[[ MATERIAL PROVIDED, beginning ]]

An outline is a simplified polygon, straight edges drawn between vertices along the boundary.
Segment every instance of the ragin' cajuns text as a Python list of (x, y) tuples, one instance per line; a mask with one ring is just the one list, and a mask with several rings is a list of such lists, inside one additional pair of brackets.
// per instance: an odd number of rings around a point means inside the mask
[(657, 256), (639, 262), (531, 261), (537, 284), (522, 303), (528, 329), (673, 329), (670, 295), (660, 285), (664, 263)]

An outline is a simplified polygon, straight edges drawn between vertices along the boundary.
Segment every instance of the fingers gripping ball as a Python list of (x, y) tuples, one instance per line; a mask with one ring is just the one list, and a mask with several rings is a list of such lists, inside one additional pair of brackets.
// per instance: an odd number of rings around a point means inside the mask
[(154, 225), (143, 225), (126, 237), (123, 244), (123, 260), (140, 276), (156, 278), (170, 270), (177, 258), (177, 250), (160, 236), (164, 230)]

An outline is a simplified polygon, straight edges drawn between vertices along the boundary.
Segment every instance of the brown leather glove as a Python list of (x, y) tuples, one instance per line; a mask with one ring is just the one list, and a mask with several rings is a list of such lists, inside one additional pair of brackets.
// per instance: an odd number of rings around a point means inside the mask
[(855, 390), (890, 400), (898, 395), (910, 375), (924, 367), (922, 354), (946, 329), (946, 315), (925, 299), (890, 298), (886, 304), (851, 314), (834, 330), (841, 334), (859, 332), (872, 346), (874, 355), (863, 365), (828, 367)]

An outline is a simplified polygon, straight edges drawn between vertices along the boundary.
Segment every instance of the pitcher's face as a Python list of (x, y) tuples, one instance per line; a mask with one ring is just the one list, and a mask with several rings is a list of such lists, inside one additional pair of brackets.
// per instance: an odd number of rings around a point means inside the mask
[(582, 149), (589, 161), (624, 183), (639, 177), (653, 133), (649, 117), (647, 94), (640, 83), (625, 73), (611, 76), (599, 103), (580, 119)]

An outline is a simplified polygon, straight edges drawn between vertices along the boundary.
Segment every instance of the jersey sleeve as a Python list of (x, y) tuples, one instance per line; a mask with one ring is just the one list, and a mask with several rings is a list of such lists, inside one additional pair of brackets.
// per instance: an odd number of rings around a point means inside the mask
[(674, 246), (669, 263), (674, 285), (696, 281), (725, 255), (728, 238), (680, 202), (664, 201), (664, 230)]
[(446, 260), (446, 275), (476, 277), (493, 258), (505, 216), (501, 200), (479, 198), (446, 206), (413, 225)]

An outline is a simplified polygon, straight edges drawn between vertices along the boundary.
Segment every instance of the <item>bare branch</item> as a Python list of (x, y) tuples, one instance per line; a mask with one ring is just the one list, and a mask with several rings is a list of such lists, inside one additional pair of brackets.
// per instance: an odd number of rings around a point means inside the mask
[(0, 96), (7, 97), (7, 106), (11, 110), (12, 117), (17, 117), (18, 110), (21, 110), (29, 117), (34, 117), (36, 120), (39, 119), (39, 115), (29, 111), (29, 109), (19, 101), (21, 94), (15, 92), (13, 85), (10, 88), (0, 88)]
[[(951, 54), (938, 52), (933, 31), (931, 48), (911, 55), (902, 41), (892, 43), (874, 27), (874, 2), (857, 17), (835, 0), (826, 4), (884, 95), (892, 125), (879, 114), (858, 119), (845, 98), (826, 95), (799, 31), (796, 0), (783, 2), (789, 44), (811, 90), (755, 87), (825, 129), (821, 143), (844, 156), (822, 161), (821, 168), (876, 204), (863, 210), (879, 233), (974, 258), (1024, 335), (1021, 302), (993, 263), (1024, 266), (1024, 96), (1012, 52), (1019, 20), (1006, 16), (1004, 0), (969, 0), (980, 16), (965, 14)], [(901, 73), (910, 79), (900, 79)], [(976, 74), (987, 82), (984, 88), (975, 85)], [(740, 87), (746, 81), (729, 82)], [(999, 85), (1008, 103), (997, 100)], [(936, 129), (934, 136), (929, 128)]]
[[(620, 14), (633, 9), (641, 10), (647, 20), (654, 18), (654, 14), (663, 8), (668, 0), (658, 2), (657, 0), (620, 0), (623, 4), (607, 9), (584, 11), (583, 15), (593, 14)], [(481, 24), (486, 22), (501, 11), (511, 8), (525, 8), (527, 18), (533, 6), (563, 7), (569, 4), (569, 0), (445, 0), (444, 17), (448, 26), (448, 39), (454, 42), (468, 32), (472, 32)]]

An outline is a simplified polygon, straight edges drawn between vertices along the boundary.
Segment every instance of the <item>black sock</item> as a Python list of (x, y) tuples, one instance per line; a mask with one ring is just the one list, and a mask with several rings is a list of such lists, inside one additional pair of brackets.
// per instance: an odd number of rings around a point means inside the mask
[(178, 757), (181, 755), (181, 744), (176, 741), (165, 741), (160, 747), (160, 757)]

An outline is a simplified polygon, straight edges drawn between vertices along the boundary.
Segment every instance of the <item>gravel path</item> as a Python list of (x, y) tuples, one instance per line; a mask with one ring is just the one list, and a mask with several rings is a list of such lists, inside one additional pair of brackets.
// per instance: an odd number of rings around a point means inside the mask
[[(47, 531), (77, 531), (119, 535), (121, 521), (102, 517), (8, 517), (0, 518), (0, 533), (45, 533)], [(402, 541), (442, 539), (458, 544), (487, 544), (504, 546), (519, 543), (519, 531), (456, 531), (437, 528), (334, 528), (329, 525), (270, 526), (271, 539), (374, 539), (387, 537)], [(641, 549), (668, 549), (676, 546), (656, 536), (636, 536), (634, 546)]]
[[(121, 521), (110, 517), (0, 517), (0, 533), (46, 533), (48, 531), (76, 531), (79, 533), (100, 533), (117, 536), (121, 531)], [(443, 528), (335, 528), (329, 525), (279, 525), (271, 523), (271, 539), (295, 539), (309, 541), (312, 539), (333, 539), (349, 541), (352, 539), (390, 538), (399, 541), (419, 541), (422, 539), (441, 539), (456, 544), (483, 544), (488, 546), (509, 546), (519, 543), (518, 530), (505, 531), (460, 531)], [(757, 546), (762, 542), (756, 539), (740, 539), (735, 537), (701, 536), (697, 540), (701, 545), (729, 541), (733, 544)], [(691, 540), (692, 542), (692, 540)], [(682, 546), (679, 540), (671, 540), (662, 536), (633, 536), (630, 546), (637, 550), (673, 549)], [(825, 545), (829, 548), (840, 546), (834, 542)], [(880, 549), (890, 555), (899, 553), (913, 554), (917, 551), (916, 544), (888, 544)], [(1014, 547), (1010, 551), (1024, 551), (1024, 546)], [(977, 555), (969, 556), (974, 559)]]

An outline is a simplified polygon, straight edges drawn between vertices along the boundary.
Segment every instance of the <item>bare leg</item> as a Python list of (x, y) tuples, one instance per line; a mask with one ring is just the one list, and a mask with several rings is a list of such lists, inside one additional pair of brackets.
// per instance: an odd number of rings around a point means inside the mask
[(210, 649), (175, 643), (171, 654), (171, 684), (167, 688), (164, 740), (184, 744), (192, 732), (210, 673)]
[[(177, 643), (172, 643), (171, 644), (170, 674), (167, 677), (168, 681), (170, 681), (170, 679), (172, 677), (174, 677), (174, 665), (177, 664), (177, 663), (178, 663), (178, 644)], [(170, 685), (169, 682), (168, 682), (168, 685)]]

[[ MATERIAL PROVIDED, end ]]

* EXERCISE INSTRUCTIONS *
Find the word "bare" in the entries above. Copy every line that has it.

* SOLUTION TO THIS PROBLEM *
Segment every instance of the <item>bare branch</item> as a Python list of (x, y) tuples, one instance per line; a mask with one ring is just the one list, and a mask with several rings is a list of such lists, inside one additional pair of brackets.
Segment every instance of the <item>bare leg</item> as a Python list of (x, y) tuples, one instance per line; a mask with one ring is just the one list, and a mask with several rings is a list of such lists, inside one additional pair of brackets.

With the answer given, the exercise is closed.